• Teks Halaman:
WATER GOVERNANCE PROGRAMME FOR ARAB STATES (WGP-AS) SEBAGAI UPAYA UNITED NATIONS DEVELOPMENT PROGRAMME (UNDP) DALAM MENANGANI PERMASALAHAN KELANGKAAN AIR DI REGIONAL ARAB TAHUN 2009-2013
AHMAD MUARIF Mahasiswa S1 Prodi Ilmu Hubungan Internasional, Fakultas Ilmu Sosial dan Ilmu Politik, Universitas Muhammadiyah Yogyakarta. Email:
[email protected]
Abstract: This research aims to explain the role of the international organization, as an actor in international relations, in terms of the establishment of an agenda that is implemented in many countries. The agenda is always concerned with the issues in certain region or happen globally. It was about the United Nations Development Programme (UNDP) with the agenda called Water Governance Programme for Arab States (WGP-AS). WGP-AS focuses on the management of water scarcity in the Arab region. The data in this research is secondary data from books, website, and other sources. And the technique of analysis of this research is inductive analysis techniques.

• Permintaan:
Salin ulang seluruh teks halaman tanpa mengubah satu huruf pun. Butir-butir yang disertakan tidak diperlukan.

• Butir yang Disediakan:
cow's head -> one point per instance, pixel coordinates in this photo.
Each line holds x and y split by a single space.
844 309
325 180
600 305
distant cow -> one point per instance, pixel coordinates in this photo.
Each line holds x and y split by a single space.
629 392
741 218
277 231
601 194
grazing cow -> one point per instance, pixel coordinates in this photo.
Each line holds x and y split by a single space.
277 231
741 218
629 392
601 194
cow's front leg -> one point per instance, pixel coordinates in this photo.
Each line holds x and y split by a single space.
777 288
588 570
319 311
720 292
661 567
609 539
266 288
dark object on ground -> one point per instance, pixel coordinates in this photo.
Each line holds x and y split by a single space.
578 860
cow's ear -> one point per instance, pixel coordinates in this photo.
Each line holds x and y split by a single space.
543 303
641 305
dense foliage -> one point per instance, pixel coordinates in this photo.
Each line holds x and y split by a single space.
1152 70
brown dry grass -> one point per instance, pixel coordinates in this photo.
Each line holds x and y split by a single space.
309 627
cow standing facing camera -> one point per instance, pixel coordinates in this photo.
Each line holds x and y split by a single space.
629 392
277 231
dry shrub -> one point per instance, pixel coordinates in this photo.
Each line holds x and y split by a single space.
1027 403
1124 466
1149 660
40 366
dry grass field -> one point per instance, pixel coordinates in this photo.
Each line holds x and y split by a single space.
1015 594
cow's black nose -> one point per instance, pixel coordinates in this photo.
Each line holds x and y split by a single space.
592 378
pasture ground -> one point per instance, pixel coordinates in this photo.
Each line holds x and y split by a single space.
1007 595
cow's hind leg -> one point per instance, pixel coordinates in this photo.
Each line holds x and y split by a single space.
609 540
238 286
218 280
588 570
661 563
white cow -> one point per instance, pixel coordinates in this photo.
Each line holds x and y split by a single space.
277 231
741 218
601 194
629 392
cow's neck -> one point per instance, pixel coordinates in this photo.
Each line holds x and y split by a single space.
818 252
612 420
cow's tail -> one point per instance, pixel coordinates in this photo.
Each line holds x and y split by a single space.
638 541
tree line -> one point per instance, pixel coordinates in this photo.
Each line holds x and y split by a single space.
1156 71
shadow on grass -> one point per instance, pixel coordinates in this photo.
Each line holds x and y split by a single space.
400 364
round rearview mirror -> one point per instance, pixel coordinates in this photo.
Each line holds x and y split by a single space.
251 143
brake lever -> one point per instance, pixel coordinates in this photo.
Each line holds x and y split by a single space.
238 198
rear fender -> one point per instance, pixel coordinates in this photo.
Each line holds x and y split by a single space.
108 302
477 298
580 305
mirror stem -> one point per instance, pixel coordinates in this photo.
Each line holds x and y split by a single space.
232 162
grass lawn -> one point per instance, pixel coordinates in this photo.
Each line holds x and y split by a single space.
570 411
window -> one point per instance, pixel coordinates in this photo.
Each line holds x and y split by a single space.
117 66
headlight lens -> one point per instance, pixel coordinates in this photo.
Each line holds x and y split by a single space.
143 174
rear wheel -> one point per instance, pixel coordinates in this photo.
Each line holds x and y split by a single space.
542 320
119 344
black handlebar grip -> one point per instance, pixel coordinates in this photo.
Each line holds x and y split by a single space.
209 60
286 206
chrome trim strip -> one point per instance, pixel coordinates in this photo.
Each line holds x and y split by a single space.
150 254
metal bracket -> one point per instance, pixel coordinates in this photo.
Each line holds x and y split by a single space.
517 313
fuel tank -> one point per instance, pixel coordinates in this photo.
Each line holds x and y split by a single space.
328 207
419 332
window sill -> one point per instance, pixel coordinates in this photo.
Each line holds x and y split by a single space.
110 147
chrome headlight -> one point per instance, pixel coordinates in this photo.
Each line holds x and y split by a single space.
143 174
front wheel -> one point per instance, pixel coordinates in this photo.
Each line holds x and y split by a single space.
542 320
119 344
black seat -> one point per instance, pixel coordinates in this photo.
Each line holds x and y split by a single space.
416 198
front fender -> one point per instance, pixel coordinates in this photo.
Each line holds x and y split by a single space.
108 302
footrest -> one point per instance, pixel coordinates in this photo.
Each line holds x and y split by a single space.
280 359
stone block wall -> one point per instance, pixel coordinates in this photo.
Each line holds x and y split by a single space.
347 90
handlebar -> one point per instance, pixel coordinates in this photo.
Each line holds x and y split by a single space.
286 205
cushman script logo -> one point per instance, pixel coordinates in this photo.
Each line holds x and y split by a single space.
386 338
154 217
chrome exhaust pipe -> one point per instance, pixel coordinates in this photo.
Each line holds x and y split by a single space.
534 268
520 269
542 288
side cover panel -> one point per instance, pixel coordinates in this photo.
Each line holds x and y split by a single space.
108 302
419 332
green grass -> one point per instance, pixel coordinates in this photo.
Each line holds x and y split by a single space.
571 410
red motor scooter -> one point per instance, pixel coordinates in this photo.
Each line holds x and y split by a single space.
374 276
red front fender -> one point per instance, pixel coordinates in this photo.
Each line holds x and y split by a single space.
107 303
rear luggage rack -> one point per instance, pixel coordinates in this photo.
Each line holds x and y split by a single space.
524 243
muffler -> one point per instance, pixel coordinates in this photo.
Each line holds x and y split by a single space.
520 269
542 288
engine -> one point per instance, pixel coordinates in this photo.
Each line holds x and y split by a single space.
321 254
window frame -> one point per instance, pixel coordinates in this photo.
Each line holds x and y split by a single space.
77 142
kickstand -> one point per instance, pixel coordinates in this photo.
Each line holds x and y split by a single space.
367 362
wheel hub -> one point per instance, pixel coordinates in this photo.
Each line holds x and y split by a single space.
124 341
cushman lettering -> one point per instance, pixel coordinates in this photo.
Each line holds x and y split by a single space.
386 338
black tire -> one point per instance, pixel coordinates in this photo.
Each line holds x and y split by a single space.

• Hasil:
WATER GOVERNANCE PROGRAMME FOR ARAB STATES (WGP-AS) SEBAGAI UPAYA UNITED NATIONS DEVELOPMENT PROGRAMME (UNDP) DALAM MENANGANI PERMASALAHAN KELANGKAAN AIR DI REGIONAL ARAB TAHUN 2009-2013
AHMAD MUARIF Mahasiswa S1 Prodi Ilmu Hubungan Internasional, Fakultas Ilmu Sosial dan Ilmu Politik, Universitas Muhammadiyah Yogyakarta. Email:
[email protected]
Abstract: This research aims to explain the role of the international organization, as an actor in international relations, in terms of the establishment of an agenda that is implemented in many countries. The agenda is always concerned with the issues in certain region or happen globally. It was about the United Nations Development Programme (UNDP) with the agenda called Water Governance Programme for Arab States (WGP-AS). WGP-AS focuses on the management of water scarcity in the Arab region. The data in this research is secondary data from books, website, and other sources. And the technique of analysis of this research is inductive analysis techniques.